Excerpts of pointing data:
***
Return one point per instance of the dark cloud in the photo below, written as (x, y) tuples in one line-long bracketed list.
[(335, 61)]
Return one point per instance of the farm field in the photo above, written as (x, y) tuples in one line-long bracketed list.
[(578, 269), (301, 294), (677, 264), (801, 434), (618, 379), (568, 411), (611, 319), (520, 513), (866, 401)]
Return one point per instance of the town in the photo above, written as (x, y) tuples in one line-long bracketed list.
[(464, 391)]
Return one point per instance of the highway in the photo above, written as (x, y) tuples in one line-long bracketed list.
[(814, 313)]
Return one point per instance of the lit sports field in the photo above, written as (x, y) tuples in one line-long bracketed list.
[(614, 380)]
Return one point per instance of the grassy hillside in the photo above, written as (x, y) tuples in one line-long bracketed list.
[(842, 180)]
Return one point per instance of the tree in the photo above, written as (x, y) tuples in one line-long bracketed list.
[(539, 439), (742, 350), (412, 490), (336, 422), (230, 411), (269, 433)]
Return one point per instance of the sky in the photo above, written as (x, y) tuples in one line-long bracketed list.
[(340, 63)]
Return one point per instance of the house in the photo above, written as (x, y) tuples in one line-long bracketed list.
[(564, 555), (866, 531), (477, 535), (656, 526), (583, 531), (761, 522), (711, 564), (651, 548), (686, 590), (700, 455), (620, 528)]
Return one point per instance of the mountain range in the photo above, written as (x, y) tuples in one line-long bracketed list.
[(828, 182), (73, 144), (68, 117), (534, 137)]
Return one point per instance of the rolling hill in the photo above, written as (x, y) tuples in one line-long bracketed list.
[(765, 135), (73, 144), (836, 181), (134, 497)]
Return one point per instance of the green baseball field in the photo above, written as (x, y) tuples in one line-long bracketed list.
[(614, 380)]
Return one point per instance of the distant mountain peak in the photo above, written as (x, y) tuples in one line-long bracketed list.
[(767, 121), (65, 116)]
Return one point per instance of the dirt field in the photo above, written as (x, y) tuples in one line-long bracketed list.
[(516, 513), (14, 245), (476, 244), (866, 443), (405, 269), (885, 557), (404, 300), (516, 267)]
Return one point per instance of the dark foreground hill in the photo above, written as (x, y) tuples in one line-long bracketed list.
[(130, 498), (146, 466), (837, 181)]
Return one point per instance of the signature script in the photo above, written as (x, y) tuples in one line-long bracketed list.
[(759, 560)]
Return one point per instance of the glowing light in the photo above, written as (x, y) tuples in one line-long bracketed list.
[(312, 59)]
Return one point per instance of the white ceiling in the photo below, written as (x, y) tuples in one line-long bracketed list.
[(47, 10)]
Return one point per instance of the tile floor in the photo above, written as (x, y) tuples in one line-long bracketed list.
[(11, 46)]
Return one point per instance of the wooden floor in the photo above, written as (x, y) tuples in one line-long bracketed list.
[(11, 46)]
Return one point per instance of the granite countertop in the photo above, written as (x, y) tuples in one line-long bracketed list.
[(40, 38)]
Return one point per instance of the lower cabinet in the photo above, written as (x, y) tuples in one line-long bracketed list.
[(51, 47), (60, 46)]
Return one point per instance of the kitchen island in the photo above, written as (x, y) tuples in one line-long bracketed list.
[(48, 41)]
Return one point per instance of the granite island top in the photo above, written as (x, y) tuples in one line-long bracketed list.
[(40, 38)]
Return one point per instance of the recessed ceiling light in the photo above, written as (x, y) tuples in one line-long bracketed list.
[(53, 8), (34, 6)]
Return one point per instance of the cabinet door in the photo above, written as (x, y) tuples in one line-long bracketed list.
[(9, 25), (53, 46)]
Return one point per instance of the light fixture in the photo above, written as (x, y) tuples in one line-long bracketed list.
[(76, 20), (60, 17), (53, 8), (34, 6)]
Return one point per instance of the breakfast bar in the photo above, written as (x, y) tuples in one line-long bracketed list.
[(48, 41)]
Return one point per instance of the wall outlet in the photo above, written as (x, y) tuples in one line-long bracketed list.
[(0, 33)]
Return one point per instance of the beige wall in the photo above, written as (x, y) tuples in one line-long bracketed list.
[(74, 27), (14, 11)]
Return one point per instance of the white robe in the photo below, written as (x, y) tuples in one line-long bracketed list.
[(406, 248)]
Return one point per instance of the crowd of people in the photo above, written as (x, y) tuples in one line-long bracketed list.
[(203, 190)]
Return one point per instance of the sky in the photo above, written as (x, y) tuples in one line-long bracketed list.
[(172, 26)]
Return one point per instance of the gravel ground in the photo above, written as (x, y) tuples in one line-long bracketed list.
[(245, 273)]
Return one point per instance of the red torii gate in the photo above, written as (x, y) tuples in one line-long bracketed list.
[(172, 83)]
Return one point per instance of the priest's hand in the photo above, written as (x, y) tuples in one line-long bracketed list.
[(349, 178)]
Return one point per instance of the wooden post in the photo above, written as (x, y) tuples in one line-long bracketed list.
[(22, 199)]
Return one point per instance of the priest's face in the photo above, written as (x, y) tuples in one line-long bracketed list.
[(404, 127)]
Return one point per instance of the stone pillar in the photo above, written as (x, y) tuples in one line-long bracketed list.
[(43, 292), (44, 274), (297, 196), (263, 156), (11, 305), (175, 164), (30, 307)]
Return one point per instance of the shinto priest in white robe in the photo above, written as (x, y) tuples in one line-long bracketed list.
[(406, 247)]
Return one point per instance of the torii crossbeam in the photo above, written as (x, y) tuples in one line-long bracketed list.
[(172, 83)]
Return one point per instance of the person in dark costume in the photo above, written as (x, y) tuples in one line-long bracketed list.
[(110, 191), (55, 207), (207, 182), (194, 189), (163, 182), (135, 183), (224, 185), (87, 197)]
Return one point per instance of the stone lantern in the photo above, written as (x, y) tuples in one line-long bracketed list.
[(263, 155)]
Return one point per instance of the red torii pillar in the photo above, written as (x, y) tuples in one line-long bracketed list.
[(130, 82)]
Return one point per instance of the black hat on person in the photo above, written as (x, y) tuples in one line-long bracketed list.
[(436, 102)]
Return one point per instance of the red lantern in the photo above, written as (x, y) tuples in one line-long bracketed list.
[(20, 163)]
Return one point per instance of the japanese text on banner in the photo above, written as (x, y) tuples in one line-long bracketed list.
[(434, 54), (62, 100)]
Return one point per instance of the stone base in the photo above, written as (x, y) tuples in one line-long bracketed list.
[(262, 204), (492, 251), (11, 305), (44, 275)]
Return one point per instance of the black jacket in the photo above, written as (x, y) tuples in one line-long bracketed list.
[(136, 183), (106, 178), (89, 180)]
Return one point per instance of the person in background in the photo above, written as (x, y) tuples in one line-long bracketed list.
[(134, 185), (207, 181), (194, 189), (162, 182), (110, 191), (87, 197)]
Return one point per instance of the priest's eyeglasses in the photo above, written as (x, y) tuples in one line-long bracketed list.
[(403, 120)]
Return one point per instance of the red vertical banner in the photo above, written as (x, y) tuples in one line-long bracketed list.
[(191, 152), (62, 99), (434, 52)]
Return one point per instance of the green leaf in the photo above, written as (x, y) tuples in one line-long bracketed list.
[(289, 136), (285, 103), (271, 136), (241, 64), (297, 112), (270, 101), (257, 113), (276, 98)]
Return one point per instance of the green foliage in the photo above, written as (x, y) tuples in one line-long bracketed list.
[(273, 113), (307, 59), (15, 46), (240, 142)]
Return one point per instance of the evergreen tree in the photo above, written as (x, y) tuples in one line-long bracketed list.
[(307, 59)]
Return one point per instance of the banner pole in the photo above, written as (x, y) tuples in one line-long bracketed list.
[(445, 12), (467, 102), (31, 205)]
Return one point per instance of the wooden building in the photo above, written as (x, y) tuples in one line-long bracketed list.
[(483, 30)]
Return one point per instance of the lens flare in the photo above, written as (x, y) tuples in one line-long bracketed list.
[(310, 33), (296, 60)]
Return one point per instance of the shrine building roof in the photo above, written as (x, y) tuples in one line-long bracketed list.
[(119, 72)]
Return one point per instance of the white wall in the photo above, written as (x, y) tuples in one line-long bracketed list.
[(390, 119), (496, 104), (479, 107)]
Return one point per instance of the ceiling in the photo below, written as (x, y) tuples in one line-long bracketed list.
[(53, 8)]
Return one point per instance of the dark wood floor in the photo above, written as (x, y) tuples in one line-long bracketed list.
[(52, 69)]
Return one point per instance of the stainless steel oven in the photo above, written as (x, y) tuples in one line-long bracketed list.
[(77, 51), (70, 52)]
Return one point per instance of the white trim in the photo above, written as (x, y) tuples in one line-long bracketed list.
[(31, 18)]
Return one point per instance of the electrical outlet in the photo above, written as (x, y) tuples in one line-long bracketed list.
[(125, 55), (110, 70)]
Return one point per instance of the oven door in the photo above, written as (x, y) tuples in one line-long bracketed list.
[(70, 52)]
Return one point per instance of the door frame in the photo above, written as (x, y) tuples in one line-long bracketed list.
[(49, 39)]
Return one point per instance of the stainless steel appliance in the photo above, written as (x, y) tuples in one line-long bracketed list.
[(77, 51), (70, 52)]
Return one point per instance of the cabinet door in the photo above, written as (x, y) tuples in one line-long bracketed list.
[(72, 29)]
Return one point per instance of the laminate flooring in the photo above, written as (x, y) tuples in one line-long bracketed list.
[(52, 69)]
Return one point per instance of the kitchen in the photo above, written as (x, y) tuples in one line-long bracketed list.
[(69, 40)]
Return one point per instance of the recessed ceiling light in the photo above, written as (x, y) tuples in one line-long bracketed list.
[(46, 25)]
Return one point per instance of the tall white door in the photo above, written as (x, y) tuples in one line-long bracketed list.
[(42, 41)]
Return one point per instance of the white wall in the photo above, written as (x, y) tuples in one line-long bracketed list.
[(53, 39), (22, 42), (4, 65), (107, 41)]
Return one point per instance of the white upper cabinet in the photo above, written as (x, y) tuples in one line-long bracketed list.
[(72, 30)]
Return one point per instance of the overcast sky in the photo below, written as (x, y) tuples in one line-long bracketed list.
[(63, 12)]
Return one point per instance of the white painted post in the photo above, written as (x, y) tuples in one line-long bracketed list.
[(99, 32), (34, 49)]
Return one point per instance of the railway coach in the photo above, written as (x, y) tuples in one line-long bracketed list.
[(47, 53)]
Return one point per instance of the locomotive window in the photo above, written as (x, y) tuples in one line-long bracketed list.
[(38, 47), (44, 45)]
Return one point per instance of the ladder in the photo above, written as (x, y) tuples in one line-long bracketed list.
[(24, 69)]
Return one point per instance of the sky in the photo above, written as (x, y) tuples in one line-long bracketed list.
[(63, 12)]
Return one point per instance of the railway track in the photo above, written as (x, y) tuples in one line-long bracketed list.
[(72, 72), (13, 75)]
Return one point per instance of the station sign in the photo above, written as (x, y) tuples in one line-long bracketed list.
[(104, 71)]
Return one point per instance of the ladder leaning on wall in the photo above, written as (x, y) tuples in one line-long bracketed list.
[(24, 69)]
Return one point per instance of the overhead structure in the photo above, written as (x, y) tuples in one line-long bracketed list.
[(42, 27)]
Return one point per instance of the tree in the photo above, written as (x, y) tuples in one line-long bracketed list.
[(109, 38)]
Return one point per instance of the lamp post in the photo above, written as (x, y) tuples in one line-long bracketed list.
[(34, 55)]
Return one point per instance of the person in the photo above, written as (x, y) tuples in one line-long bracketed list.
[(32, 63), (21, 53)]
***
Written exercise -> Output the lines as a JSON list of strings, one string per line, leaving out any blank lines. Begin at the line that contains "Return one point per instance of the lamp" and stop after the last line of the rows.

Answer ->
[
  "Return one point per instance of the lamp post in the photo above, written as (x, y) tuples in one line-long bracketed list.",
  "[(34, 55)]",
  "Return one point per instance of the person in the photo above, written as (x, y) tuples in one line-long bracketed list.",
  "[(32, 63), (21, 53)]"
]